* **Your goal**: Please pull out each line of the data below that contains the word "would". Case counts.

Region segmentation data
═══
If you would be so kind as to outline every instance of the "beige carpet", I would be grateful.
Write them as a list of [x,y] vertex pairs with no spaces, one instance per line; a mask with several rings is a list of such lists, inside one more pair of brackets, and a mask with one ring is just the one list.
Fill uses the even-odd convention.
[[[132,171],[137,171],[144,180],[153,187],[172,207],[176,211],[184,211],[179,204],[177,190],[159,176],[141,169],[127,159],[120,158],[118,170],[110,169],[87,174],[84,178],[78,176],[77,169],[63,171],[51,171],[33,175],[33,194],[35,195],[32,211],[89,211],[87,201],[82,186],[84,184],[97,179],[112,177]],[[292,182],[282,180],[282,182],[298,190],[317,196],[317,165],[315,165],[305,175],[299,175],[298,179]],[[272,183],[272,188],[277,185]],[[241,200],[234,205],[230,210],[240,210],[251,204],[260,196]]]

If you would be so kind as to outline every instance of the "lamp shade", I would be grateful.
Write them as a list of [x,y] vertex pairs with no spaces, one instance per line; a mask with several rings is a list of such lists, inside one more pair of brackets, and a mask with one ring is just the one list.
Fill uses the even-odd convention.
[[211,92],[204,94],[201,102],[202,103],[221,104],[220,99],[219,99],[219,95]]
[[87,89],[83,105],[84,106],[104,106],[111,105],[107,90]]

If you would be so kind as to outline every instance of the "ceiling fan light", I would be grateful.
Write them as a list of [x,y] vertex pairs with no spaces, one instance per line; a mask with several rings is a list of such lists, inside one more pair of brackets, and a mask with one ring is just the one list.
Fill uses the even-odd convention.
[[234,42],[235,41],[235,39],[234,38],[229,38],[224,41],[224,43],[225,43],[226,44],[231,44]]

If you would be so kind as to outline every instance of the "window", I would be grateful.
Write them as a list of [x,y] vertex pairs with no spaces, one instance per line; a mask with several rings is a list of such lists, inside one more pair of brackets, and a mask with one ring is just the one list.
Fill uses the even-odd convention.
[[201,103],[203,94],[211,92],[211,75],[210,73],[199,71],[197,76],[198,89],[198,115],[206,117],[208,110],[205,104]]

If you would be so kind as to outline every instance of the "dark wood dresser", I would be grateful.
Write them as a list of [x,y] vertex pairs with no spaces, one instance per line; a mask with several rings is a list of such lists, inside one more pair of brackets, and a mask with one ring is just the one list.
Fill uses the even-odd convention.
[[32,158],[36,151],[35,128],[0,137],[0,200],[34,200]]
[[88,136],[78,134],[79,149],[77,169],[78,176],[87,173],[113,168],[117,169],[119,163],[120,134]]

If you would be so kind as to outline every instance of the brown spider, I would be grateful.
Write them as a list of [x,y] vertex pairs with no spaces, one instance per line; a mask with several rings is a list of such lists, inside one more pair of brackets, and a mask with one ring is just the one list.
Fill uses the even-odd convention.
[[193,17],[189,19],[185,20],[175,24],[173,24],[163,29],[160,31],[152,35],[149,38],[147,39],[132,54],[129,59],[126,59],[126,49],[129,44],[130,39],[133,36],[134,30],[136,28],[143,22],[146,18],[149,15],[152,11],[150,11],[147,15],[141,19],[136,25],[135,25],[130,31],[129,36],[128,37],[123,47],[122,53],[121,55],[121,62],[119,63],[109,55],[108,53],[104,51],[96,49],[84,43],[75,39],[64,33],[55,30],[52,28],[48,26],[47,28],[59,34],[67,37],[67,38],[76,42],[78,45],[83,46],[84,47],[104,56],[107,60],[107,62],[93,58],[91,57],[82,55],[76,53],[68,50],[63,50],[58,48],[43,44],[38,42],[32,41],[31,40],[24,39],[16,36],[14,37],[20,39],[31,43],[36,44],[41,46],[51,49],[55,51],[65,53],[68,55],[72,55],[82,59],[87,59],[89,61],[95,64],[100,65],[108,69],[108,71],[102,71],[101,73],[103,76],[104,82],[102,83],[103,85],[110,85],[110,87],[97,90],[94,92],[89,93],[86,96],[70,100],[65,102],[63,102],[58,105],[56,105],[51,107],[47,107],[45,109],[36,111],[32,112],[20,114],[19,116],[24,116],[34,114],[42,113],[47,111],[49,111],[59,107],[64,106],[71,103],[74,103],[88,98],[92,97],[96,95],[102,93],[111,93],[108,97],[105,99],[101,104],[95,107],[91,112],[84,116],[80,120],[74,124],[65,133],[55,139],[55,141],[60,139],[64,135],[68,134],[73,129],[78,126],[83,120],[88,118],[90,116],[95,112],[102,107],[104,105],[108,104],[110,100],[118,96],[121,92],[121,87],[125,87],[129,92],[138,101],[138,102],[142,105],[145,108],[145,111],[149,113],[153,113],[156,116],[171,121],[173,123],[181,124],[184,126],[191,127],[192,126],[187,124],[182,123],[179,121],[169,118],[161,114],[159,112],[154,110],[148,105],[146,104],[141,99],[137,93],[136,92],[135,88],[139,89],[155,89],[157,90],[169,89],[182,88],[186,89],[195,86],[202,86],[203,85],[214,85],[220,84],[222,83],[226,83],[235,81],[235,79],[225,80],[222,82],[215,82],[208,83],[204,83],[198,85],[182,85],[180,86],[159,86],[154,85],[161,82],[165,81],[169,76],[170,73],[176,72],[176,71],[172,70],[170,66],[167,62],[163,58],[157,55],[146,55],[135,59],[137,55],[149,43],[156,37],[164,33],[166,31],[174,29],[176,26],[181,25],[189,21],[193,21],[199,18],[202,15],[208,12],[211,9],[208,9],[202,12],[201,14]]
═══
* **Exercise output**:
If you would be so kind as to outline every instance of the "beige carpet", I would be grateful.
If you would be so kind as to outline every instance of the "lamp shade", I would be grateful.
If you would be so kind as to outline every instance of the "ceiling fan light", I would be grateful.
If you would be so kind as to outline every instance of the "window", I would be grateful.
If you would be so kind as to outline every instance of the "dark wood dresser", I would be grateful.
If you would be so kind as to outline every instance of the brown spider, I would be grateful.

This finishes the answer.